## [Task to complete]
Copy exactly the lines from the one containing "Task: find each instance of the dirt" through the last line of the records, both included, and nothing more.

## [Entries taken from a collection]
—————
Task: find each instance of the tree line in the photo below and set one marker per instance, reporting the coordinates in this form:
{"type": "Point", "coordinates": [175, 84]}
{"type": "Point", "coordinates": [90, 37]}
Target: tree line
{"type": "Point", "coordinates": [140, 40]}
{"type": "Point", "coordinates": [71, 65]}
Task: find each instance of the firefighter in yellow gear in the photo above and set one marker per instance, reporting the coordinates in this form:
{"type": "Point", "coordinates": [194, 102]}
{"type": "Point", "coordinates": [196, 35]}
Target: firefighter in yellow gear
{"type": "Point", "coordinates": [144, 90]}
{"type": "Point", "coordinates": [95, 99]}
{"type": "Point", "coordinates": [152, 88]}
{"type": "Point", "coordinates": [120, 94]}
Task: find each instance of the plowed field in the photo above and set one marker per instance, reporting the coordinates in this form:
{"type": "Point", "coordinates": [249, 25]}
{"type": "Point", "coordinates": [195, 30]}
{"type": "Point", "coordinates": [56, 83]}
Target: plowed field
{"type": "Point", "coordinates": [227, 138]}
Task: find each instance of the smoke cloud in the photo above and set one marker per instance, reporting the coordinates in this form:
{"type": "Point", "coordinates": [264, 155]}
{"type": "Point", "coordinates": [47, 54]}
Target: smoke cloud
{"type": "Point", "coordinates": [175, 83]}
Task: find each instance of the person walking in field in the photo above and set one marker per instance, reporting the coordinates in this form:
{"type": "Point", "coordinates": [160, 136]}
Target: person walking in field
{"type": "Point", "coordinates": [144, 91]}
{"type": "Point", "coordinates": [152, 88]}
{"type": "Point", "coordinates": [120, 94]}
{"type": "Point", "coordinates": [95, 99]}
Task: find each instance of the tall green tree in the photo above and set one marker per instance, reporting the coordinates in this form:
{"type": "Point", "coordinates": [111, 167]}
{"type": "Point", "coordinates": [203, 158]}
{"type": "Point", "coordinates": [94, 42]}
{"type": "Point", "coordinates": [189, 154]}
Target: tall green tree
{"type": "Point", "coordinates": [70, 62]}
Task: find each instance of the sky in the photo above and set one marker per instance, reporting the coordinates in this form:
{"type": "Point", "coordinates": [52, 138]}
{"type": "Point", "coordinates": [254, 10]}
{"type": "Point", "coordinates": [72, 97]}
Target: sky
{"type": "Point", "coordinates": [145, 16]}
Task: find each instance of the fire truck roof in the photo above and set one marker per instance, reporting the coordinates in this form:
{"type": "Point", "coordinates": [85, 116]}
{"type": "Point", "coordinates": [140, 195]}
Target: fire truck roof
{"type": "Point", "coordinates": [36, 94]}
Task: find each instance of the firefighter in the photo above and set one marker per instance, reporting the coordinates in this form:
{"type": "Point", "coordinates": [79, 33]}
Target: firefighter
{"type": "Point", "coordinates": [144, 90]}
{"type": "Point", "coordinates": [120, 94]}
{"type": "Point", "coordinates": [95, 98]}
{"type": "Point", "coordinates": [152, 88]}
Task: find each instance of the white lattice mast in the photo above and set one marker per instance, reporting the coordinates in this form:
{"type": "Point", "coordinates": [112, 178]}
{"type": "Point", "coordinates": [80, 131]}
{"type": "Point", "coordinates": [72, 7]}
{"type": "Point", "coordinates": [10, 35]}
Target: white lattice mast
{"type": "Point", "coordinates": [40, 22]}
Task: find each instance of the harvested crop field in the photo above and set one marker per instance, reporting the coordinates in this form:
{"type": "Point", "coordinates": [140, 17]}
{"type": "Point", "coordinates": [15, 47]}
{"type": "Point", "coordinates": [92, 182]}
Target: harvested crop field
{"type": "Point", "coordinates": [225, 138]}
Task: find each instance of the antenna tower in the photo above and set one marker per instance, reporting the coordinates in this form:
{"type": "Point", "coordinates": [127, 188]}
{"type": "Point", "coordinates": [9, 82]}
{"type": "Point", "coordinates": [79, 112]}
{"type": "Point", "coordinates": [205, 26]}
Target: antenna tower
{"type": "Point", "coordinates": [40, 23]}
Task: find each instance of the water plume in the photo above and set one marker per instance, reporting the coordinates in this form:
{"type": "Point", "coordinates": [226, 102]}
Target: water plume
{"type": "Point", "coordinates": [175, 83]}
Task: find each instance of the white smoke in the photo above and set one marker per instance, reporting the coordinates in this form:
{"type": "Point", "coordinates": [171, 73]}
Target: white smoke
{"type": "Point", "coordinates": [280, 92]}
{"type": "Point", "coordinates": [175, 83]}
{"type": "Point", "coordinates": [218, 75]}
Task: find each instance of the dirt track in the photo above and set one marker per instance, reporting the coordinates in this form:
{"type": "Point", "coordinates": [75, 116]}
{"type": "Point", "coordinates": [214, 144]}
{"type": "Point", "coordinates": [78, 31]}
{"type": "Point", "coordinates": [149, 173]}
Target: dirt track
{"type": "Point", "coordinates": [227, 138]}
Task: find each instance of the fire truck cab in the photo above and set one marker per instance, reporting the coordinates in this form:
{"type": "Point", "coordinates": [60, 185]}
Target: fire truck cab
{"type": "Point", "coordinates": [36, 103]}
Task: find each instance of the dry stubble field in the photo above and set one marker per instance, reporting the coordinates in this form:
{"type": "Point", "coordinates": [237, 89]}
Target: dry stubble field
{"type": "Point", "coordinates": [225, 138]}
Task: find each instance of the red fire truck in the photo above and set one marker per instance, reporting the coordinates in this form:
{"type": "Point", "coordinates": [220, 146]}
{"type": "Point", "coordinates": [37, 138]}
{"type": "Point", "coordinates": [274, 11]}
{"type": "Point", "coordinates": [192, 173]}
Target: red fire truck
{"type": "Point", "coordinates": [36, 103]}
—————
## [Response below]
Task: find each instance of the dirt track in the photo above and set one marker per instance, reporting the coordinates in this form:
{"type": "Point", "coordinates": [75, 116]}
{"type": "Point", "coordinates": [214, 144]}
{"type": "Point", "coordinates": [78, 31]}
{"type": "Point", "coordinates": [149, 173]}
Target: dirt track
{"type": "Point", "coordinates": [227, 138]}
Task: find each instance of the fire truck cab in the photo above and set one marker per instance, reporting the coordinates in this form:
{"type": "Point", "coordinates": [60, 185]}
Target: fire truck cab
{"type": "Point", "coordinates": [36, 103]}
Task: find each instance of the dry stubble field in the photo above and set one marker per instance, reporting the coordinates in this form:
{"type": "Point", "coordinates": [237, 89]}
Target: dry stubble field
{"type": "Point", "coordinates": [225, 138]}
Task: find each instance of the red fire truck in the photo above and set one marker per instance, reporting the coordinates in this form:
{"type": "Point", "coordinates": [220, 146]}
{"type": "Point", "coordinates": [37, 138]}
{"type": "Point", "coordinates": [274, 11]}
{"type": "Point", "coordinates": [192, 173]}
Target: red fire truck
{"type": "Point", "coordinates": [36, 103]}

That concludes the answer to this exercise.